Natural-language object grounding data
= = =

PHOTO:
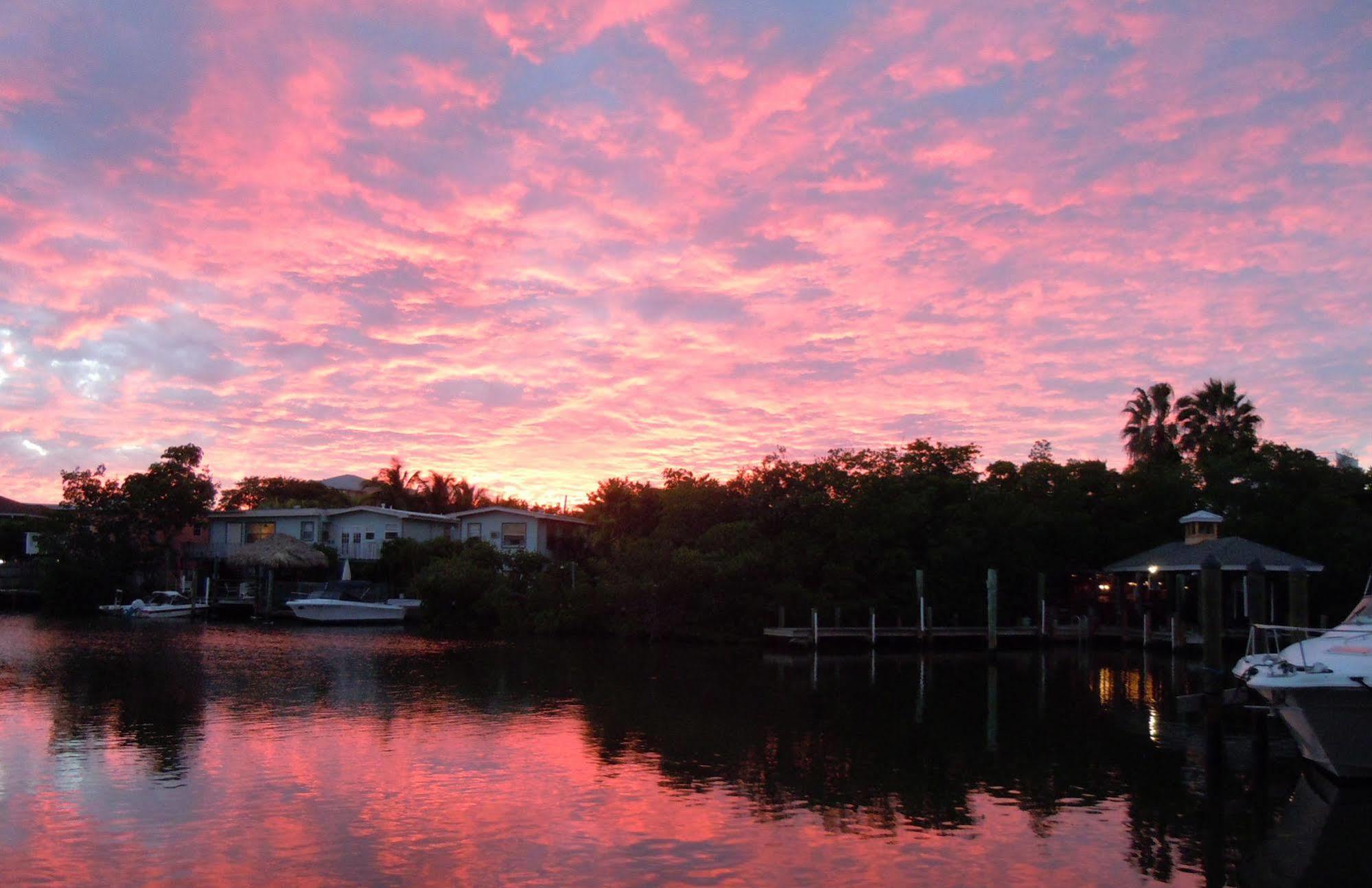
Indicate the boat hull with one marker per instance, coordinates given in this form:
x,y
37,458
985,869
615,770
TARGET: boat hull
x,y
343,613
1332,727
163,611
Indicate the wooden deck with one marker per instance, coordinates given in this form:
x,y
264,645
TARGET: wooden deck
x,y
807,636
1062,632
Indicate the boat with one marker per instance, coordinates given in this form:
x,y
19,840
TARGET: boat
x,y
161,606
412,606
345,603
1322,687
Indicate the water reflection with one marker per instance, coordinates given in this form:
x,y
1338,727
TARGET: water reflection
x,y
369,758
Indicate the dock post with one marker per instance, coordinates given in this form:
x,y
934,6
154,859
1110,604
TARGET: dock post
x,y
992,591
920,595
1043,606
1179,607
1121,618
1257,583
1299,596
1212,622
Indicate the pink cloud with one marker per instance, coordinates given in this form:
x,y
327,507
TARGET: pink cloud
x,y
666,234
402,119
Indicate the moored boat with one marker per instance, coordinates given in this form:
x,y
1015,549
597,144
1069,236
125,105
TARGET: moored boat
x,y
161,606
345,603
1322,687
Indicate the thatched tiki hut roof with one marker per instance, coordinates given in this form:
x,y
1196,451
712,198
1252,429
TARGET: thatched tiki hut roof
x,y
279,552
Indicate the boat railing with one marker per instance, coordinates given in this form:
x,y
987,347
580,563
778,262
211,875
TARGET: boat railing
x,y
1271,640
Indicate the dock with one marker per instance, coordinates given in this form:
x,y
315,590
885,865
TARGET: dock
x,y
914,635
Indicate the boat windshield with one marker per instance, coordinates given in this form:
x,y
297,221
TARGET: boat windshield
x,y
1363,614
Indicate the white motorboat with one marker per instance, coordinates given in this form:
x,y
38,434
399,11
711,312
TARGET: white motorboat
x,y
1322,686
161,606
345,603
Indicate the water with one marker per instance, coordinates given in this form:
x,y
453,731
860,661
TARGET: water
x,y
199,754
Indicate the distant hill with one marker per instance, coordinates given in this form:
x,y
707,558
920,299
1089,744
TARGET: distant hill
x,y
347,484
15,509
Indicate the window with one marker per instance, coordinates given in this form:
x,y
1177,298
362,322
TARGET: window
x,y
513,535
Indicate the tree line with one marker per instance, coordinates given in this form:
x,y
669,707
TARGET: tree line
x,y
701,557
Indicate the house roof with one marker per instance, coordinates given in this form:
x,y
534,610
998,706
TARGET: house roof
x,y
12,507
1234,554
250,514
509,510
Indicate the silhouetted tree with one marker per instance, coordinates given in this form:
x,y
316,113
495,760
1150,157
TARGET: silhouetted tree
x,y
394,487
1220,433
1152,430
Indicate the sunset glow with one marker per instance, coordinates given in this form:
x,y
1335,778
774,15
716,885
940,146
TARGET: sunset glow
x,y
545,244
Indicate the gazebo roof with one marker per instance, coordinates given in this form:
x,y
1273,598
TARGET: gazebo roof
x,y
1234,554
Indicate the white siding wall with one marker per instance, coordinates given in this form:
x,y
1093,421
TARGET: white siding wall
x,y
491,522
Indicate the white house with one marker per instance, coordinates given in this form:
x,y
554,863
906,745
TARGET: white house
x,y
509,529
357,532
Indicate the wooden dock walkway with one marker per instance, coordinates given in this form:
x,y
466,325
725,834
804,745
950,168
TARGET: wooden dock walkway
x,y
873,635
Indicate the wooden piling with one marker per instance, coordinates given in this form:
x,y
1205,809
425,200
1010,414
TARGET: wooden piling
x,y
1043,606
992,594
1121,621
1257,583
1212,613
1212,628
1179,610
1299,598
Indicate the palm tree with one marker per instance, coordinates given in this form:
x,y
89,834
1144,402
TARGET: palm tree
x,y
437,493
468,496
394,487
1150,434
1218,421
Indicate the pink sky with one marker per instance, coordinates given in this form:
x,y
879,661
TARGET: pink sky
x,y
545,244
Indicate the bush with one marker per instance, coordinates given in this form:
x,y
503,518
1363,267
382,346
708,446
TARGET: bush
x,y
457,594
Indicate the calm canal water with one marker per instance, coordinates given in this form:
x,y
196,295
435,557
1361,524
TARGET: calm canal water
x,y
251,756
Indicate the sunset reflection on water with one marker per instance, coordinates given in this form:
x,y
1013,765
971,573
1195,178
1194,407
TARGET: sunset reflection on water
x,y
240,756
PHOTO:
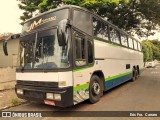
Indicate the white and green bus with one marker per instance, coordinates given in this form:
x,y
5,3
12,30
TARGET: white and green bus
x,y
69,54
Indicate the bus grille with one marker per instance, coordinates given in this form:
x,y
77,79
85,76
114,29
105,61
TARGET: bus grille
x,y
37,83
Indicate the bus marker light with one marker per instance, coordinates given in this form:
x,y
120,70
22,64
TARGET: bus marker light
x,y
62,83
57,97
20,91
49,102
49,96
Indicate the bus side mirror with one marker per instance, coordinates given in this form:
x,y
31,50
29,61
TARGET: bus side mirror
x,y
5,48
61,32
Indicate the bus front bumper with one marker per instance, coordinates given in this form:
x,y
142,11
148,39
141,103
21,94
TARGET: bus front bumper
x,y
61,97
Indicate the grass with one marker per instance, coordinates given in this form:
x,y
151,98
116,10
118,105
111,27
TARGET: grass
x,y
15,101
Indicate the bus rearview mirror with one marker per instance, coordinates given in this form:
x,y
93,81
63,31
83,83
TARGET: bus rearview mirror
x,y
5,48
61,32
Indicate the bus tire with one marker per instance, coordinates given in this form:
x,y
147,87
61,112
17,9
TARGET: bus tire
x,y
134,74
95,89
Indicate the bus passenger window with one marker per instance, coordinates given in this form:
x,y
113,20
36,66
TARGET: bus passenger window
x,y
139,46
90,51
130,41
124,40
114,35
97,28
80,51
135,44
105,33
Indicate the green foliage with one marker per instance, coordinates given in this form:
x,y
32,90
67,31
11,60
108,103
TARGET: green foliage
x,y
150,50
141,16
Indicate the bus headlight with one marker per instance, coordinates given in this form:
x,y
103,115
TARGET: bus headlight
x,y
49,96
52,96
57,97
62,84
20,91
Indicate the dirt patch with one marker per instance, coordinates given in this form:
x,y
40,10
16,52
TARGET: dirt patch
x,y
9,98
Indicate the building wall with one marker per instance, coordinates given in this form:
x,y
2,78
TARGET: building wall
x,y
11,59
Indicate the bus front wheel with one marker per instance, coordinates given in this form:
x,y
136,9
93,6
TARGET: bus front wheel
x,y
134,75
95,89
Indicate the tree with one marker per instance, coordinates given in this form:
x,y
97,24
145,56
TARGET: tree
x,y
140,16
150,51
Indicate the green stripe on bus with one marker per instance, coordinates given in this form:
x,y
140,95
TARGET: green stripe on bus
x,y
117,76
107,43
84,86
79,69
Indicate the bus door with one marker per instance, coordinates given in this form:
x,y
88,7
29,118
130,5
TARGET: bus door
x,y
83,61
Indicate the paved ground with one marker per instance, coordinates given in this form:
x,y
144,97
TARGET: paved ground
x,y
141,95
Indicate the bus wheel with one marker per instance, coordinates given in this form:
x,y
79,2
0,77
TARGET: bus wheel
x,y
134,75
95,89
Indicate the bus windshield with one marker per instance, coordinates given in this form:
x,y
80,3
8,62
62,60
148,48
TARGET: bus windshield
x,y
41,51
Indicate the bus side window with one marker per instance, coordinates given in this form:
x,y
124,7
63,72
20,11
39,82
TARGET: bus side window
x,y
135,44
114,35
139,46
124,40
130,41
80,51
97,28
105,32
90,51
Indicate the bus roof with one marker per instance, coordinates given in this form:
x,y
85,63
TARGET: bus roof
x,y
84,9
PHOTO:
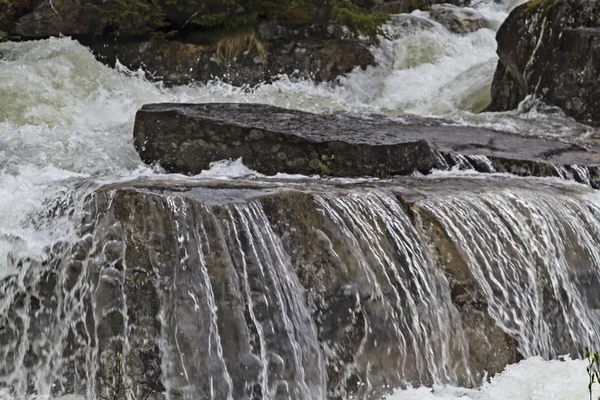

= = =

* [Exercise description]: Please transcribe exactly the line containing "TARGET: bus windshield" and every later line through the end of the records above, omitting pictures.

* [Output]:
TARGET: bus windshield
x,y
41,51
Indicate the bus side window with one marker per instance, coordinates given in this form:
x,y
124,7
63,72
20,11
39,82
TARGET: bus side window
x,y
135,44
114,35
139,46
124,40
130,41
80,51
97,28
105,32
90,51
Indicate the bus roof with one marker per instance, coordinates given in this form:
x,y
85,63
TARGET: bus roof
x,y
84,9
PHOTO:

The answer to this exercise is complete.